- [Excerpt]
---
annotations_creators:
- expert-generated
language_creators:
- other
language:
- en
license:
- cc-by-sa-3.0
multilinguality:
- monolingual
size_categories:
- 10K<n<100K
source_datasets:
- extended|natural_questions
task_categories:
- question-answering
task_ids:
- open-domain-qa
pretty_name: NQ-Open
dataset_info:
  config_name: nq_open
  features:
  - name: question
    dtype: string
  - name: answer
    sequence: string
  splits:
  - name: train
    num_bytes: 6651236
    num_examples: 87925
  - name: validation
    num_bytes: 313829
    num_examples: 3610
  download_size: 4678245
  dataset_size: 6965065
configs:
- config_name: nq_open
  data_files:
  - split: train
    path: nq_open/train-*
  - split: validation
    path: nq_open/validation-*
  default: true
---

# Dataset Card for nq_open

## Table of Contents
- [Dataset Description](#dataset-description)
  - [Dataset Summary](#dataset-summary)
  - [Supported Tasks and Leaderboards](#supported-tasks-and-leaderboards)
  - [Languages](#languages)
- [Dataset Structure](#dataset-structure)
  - [Data Instances](#data-instances)
  - [Data Fields](#data-fields)
  - [Data Splits](#data-splits)

- [Recorded data]
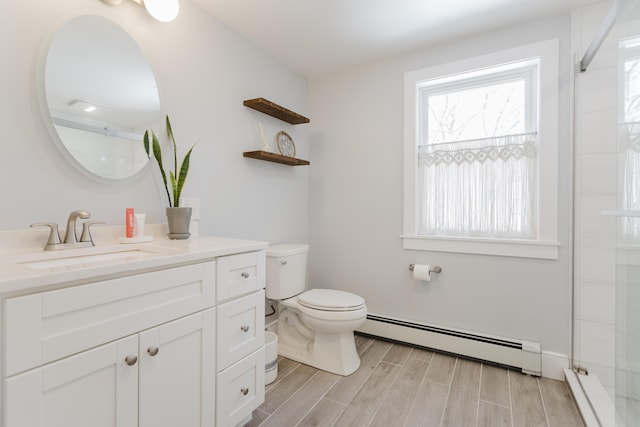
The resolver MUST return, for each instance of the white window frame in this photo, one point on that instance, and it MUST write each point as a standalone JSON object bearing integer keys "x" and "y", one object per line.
{"x": 546, "y": 244}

- [Requirements]
1: According to the NQ-Open card, how many examples are in the validation split?
2: Repeat the part of the NQ-Open card that opens with the words containing "# Dataset Card" and closes with "- [Data Instances](#data-instances)".

- [Full answers]
1: 3,610

2:
# Dataset Card for nq_open

## Table of Contents
- [Dataset Description](#dataset-description)
  - [Dataset Summary](#dataset-summary)
  - [Supported Tasks and Leaderboards](#supported-tasks-and-leaderboards)
  - [Languages](#languages)
- [Dataset Structure](#dataset-structure)
  - [Data Instances](#data-instances)